▸ Passage:
------------------------------------------------
Lowe v. Lowe

142 Fla. 266 | Fla. | 1940

Albert N. Lowe, late of Polk County, died testate in November, 1936. His will having been duly probated, contained the following codicil or residuary clause:

"All the residue and remainder of my property and estate, real and personal, wherever situated, shall be divided into four equal shares. To my son Joseph A. Lowe, I give one of such shares; to my son, Erving F. Lowe, I give one of such shares; to my daughter, Charlotte E. Lowe, I give one of such shares; and the fourth one of such shares, I give to Joseph A. Lowe and The Safety Fund National Bank of Fitchburg, Trustees for the benefit of Ernest P. Lowe and others, under a certain Declaration of Trust dated September 28, 1923, as amended by a subsequent writing dated January 2, 1940, in trust for the benefit of my said son, Ernest P. Lowe, in accordance with the terms and conditions of said Declaration of Trust."

The wife of Albert N. Lowe predeceased her husband. At the time of his death, Albert N. Lowe had in effect certain policies of insurance which were collected by his executor, Joseph A. Lowe. The Bureau of Internal Revenue *268 claimed that the proceeds of the insurance policies were a part of the estate subject to taxation for estate tax purposes. The executor contended on the other hand that the insurance was no part of the estate of the decedent but that it passed to the individuals entitled under the statute to receive it rather than to them as distributees of the estate under the will.

In view of the controversy thus arising, the executor brought this suit to have the will construed. The court below held that the proceeds of the policies of insurance did not become a part of the estate by virtue of the residuary clause or codicil to the will. He further held that since the proceeds of said insurance were collected by the executor he now holds them as trustee for the six surviving children of the deceased. This appeal is from that decree.
------------------------------------------------
▸ Instruction 1: Decide whether each statement agrees with the Lowe v. Lowe excerpt, answering yes or no and quoting the words of the excerpt that settle it: (a) Albert N. Lowe's wife died before he did; (b) the will divides the residue of the estate into three equal shares; (c) the court below held that the insurance proceeds became part of the estate through the residuary clause.
▸ Instruction 2: Transcribe the Lowe v. Lowe excerpt word for word, starting at "The wife of" and ending at "under the will.".

▸ Supplied material:
------------------------------------------------
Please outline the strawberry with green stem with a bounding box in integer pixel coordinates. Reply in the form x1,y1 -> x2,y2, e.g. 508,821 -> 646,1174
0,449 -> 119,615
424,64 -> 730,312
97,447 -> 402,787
------------------------------------------------
▸ Problem solution 1:
(a) Yes: "The wife of Albert N. Lowe predeceased her husband."
(b) No: "shall be divided into four equal shares."
(c) No: "The court below held that the proceeds of the policies of insurance did not become a part of the estate by virtue of the residuary clause or codicil to the will."

▸ Problem solution 2:
The wife of Albert N. Lowe predeceased her husband. At the time of his death, Albert N. Lowe had in effect certain policies of insurance which were collected by his executor, Joseph A. Lowe. The Bureau of Internal Revenue *268 claimed that the proceeds of the insurance policies were a part of the estate subject to taxation for estate tax purposes. The executor contended on the other hand that the insurance was no part of the estate of the decedent but that it passed to the individuals entitled under the statute to receive it rather than to them as distributees of the estate under the will.